Extracted information ::
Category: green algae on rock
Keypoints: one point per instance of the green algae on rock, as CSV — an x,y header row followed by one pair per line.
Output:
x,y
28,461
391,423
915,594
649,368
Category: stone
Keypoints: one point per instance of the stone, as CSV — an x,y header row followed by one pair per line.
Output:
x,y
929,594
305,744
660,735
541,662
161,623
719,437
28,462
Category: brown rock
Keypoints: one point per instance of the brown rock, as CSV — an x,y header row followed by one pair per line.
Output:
...
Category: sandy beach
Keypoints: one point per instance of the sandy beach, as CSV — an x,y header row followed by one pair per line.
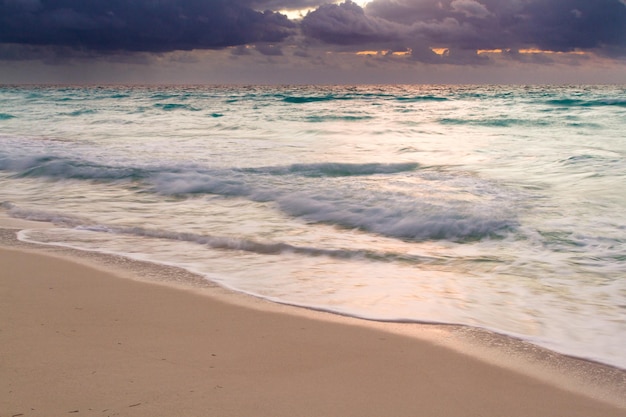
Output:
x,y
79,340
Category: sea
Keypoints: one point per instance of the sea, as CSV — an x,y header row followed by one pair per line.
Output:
* * *
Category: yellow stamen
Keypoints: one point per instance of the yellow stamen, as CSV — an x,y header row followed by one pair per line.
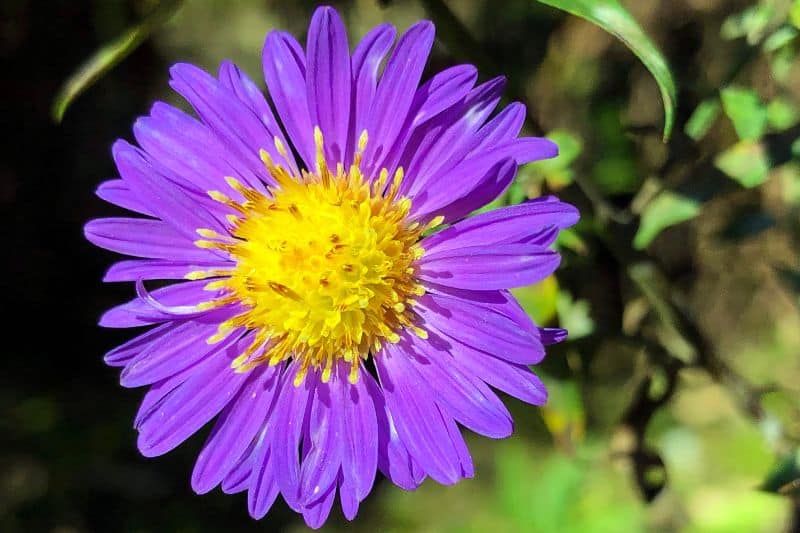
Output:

Required work :: List each line in the rows above that contains the string "sandy". Case matters.

Reply ::
Category: sandy beach
Keypoints: one point per instance of the sandy beach, as CSV — an x,y header row followed by one pair per line.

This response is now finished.